CHALLENGE 1:
Using the PitchWars query letter, decide whether each statement agrees with it, answering yes or no and quoting the deciding words: (a) Felix awakens in the afterlife after eighty years of a content life. (b) Felix dies at home. (c) Nash is described as a financial whiz.

start EXTRACT PROVIDED

Adult Commercial Fiction

Query:

Dear PitchWars:

Life starts at death. After eighty years of a content life, Felix Corrette awakens in the afterlife and can’t rest in peace. [Intriguing opening!]

Felix meets his afterlife handler, Asha, at the location of his death—in public at the movies. [I would remove ‘in public’ as that’s a given at the movies.] The first hurdle is set so low any newly deceased could pass: can he accept his life as lived and move on? “Of course,” thinks the former toll collector, family man, father, husband, and son—until he’s presented with the hitherto unknown perspectives of his loved ones—living and dead. [Uh oh. Love this.]

Starting with his demise and working backwards from there, [I’d consider removing this clause as it seems like an unnecessary detail.] Felix left the long-suffering Sophie, his live-in partner and caregiver, vulnerable. [In what way? Does he not leave a will that leaves her secure? Is there someone targeting her as a newly-rich widow? Details will help us understand how badly Felix has messed up, so we understand his motivation to fix things.] His financial whiz daughter, Morgan, who’s [I’d change this to “is” as the sentence isn’t quite grammatical like this.] unlucky in love, harbors long-term resentments, and punishes Sophie as soon as Felix departs. [How so? Does she throw Sophie out of the marital home? Take all her father’s money and leave Sophie penniless?] His hapless but talented artist son, Nash, remains withered in his sister’s shadow. [What does this mean for Nash? Is he jobless, friendless, loveless?]

Could Felix have played a part in their destruction? He won’t like the answer. To help Felix process reality, Asha customizes an afterlife game show. [FUN.] The deceased are invited, [Comma splice. You could change to a semi-colon or colon, or change the sentence construction: “The deceased are invited, being boundless anyway.”] they’re boundless anyway. And the living join the dead via their dreams. His trusty handler knows seeing is believing for conflict- and[-]feeling-averse Felix, so she’s got recordings to settle every dispute—even how and when Felix moved on to a new love following his first wife’s death. [Details? I assume he did something morally questionable?] There’s no longer anywhere to hide.

end EXTRACT PROVIDED
start DATASET ROWS

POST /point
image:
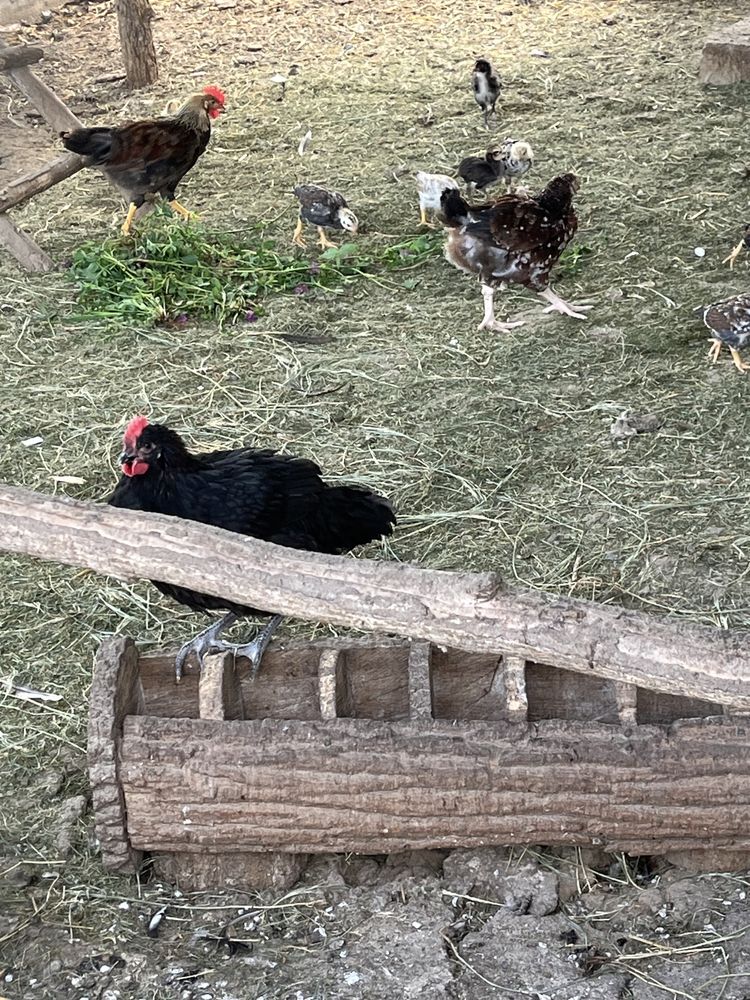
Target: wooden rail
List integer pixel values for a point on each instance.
(474, 612)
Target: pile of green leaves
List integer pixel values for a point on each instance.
(175, 272)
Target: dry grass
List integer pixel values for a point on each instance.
(496, 449)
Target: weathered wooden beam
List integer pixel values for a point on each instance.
(476, 612)
(49, 105)
(15, 56)
(726, 55)
(374, 787)
(136, 38)
(34, 183)
(115, 692)
(23, 248)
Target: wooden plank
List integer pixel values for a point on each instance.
(420, 681)
(627, 703)
(244, 872)
(219, 691)
(726, 55)
(15, 56)
(329, 680)
(514, 688)
(375, 787)
(475, 612)
(49, 105)
(23, 248)
(34, 183)
(115, 693)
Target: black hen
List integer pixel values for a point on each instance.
(278, 498)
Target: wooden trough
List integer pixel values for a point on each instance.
(382, 745)
(509, 717)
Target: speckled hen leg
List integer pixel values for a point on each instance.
(207, 641)
(714, 351)
(734, 255)
(297, 237)
(560, 305)
(738, 362)
(489, 322)
(324, 241)
(132, 209)
(254, 650)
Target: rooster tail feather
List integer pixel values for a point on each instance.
(355, 516)
(455, 210)
(93, 142)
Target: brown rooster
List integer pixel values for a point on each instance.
(515, 239)
(146, 159)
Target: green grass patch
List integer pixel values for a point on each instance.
(173, 272)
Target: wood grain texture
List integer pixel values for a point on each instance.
(40, 180)
(115, 692)
(374, 787)
(136, 38)
(726, 55)
(475, 612)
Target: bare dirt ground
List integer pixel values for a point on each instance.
(497, 451)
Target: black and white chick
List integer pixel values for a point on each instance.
(744, 244)
(479, 172)
(729, 323)
(324, 209)
(487, 87)
(517, 160)
(430, 187)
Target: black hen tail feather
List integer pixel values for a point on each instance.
(93, 142)
(455, 210)
(355, 516)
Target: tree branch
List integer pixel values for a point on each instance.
(474, 612)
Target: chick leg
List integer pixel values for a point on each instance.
(324, 241)
(560, 305)
(741, 365)
(254, 650)
(297, 237)
(489, 322)
(132, 209)
(206, 641)
(734, 255)
(715, 351)
(181, 210)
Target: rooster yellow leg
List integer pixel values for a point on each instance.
(181, 210)
(734, 255)
(324, 241)
(297, 236)
(132, 209)
(739, 364)
(715, 351)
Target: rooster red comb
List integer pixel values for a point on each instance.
(133, 430)
(216, 92)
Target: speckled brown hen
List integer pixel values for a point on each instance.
(516, 239)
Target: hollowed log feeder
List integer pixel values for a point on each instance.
(384, 745)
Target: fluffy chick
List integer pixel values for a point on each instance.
(324, 209)
(430, 187)
(487, 87)
(729, 323)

end DATASET ROWS

CHALLENGE 2:
Please give as a JSON list of strings, one string per line with blank lines left out, only the part of the records that runs from the line containing "Target: speckled hen leg" through the end of the records, both ends included.

FULL RESPONSE 1:
(a) Yes: "After eighty years of a content life, Felix Corrette awakens in the afterlife and can’t rest in peace."
(b) No: "at the location of his death—in public at the movies."
(c) No: "His financial whiz daughter, Morgan" and "His hapless but talented artist son, Nash"

FULL RESPONSE 2:
[
  "Target: speckled hen leg",
  "List integer pixel values for a point on each instance.",
  "(207, 641)",
  "(714, 351)",
  "(734, 255)",
  "(297, 237)",
  "(560, 305)",
  "(738, 362)",
  "(489, 322)",
  "(324, 241)",
  "(132, 209)",
  "(254, 650)",
  "Target: rooster tail feather",
  "List integer pixel values for a point on each instance.",
  "(355, 516)",
  "(455, 210)",
  "(93, 142)",
  "Target: brown rooster",
  "List integer pixel values for a point on each instance.",
  "(515, 239)",
  "(146, 159)",
  "Target: green grass patch",
  "List integer pixel values for a point on each instance.",
  "(173, 272)",
  "Target: wood grain texture",
  "List integer pixel values for a point on each instance.",
  "(40, 180)",
  "(115, 692)",
  "(374, 787)",
  "(136, 38)",
  "(726, 55)",
  "(475, 612)",
  "Target: bare dirt ground",
  "List integer pixel values for a point on each instance.",
  "(497, 451)",
  "Target: black and white chick",
  "List integer pixel values for a point on each instance.",
  "(744, 244)",
  "(479, 172)",
  "(729, 323)",
  "(324, 209)",
  "(487, 87)",
  "(517, 160)",
  "(430, 187)",
  "Target: black hen tail feather",
  "List integer pixel values for a point on each instance.",
  "(93, 142)",
  "(455, 210)",
  "(355, 516)",
  "Target: tree branch",
  "List integer pixel values for a point on each instance.",
  "(474, 612)",
  "Target: chick leg",
  "List integer pixel values for a point on each instance.",
  "(324, 241)",
  "(560, 305)",
  "(741, 365)",
  "(254, 650)",
  "(297, 237)",
  "(489, 322)",
  "(132, 209)",
  "(206, 641)",
  "(734, 255)",
  "(715, 351)",
  "(181, 210)",
  "Target: rooster yellow leg",
  "List integer pixel values for a point on each instance.",
  "(181, 210)",
  "(734, 255)",
  "(324, 241)",
  "(297, 236)",
  "(132, 209)",
  "(739, 364)",
  "(715, 351)",
  "Target: rooster red comb",
  "List integer pixel values for a point on each instance.",
  "(133, 430)",
  "(216, 92)",
  "Target: speckled brown hen",
  "List integer pixel values for a point on each instance.",
  "(516, 239)",
  "Target: hollowed log feeder",
  "List integer pixel values for a point on each instance.",
  "(384, 745)",
  "Target: fluffy chick",
  "List integer pixel values for a point on each instance.",
  "(324, 209)",
  "(430, 187)",
  "(487, 87)",
  "(729, 323)"
]